(Extracted data entries):
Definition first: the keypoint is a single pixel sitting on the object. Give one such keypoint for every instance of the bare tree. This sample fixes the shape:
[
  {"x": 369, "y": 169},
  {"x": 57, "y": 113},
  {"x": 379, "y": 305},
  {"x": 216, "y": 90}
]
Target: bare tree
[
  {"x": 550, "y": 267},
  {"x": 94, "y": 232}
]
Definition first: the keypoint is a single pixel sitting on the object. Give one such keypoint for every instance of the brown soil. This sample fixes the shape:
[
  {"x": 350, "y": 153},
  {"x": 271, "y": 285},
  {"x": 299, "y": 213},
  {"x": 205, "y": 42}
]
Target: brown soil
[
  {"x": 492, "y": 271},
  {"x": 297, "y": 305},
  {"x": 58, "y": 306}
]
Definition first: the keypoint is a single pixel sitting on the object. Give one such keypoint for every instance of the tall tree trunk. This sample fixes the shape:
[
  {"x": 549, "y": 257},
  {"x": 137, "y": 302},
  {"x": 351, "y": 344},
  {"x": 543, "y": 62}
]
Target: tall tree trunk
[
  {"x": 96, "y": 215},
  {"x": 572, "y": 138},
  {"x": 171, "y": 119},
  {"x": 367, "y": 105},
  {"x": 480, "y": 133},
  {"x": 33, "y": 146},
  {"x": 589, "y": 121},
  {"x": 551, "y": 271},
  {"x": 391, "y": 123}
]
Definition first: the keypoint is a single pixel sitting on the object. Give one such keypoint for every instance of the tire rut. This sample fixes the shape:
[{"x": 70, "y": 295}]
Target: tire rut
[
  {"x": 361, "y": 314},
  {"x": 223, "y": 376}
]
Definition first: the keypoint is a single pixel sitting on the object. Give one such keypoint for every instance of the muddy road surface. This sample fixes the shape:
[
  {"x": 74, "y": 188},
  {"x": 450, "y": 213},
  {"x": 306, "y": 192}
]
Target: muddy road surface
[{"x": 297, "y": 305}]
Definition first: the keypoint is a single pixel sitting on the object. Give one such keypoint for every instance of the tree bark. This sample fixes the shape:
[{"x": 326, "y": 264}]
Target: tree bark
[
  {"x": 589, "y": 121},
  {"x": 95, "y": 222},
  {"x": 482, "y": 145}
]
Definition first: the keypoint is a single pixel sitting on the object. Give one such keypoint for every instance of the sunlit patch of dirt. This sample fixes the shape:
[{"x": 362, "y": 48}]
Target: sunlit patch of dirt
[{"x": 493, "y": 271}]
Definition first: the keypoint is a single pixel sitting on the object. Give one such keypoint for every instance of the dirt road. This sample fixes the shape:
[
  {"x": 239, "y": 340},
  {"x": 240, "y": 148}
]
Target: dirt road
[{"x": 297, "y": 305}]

(YOUR TASK):
Exactly reproduce the material above.

(THE RESULT):
Definition first: the keypoint is a single pixel sitting on the object. Give one such keypoint for every instance of the bare tree. This sample fixes the shape:
[
  {"x": 369, "y": 169},
  {"x": 57, "y": 113},
  {"x": 379, "y": 305},
  {"x": 216, "y": 90}
]
Target: bare tree
[
  {"x": 550, "y": 267},
  {"x": 94, "y": 232}
]
Definition first: the keypoint is a single pixel sitting on the object. Give one such keypoint for every instance of the brown soil. This sample fixes the shape:
[
  {"x": 350, "y": 153},
  {"x": 271, "y": 285},
  {"x": 299, "y": 213},
  {"x": 205, "y": 42}
]
Target: brown soil
[
  {"x": 492, "y": 271},
  {"x": 297, "y": 305},
  {"x": 58, "y": 306}
]
Definition first: the keypoint is a single pixel sitting on the object. Give one such keypoint for every instance of the tall tree trunk. This sample fixes the shape:
[
  {"x": 549, "y": 257},
  {"x": 137, "y": 302},
  {"x": 351, "y": 344},
  {"x": 543, "y": 62}
]
Target: tall tree trunk
[
  {"x": 96, "y": 215},
  {"x": 572, "y": 138},
  {"x": 171, "y": 119},
  {"x": 367, "y": 105},
  {"x": 480, "y": 133},
  {"x": 33, "y": 146},
  {"x": 589, "y": 121},
  {"x": 551, "y": 271},
  {"x": 391, "y": 123}
]
Definition first: the keypoint is a single pixel sitting on the object. Give one such keypoint for every instance of the tire rut. This sample fixes the shape:
[{"x": 70, "y": 295}]
Target: tire rut
[
  {"x": 361, "y": 314},
  {"x": 223, "y": 376}
]
Definition first: the keypoint is a single pixel sitting on the object. Give one such keypoint for every instance of the muddy road surface. This sample fixes the shape:
[
  {"x": 74, "y": 188},
  {"x": 450, "y": 213},
  {"x": 306, "y": 192}
]
Target: muddy road surface
[{"x": 297, "y": 305}]
Definition first: the keypoint is a single pixel sitting on the object. Give one such keypoint for every instance of the tree bark. This sample fixes the shape:
[{"x": 326, "y": 264}]
Target: tree bark
[
  {"x": 589, "y": 121},
  {"x": 95, "y": 222},
  {"x": 482, "y": 145}
]
Definition first: the keypoint is a single pixel sitting on the object. Give one such keypoint for every instance of the sunlit patch of dirt. This sample fixes the shape:
[{"x": 362, "y": 48}]
Target: sunlit patch of dirt
[{"x": 493, "y": 271}]
Definition first: the keypoint is a single pixel sitting on the object. Give one such keypoint for every instance of the dirt road. This sample fixes the shape:
[
  {"x": 239, "y": 340},
  {"x": 240, "y": 148}
]
Target: dirt road
[{"x": 297, "y": 305}]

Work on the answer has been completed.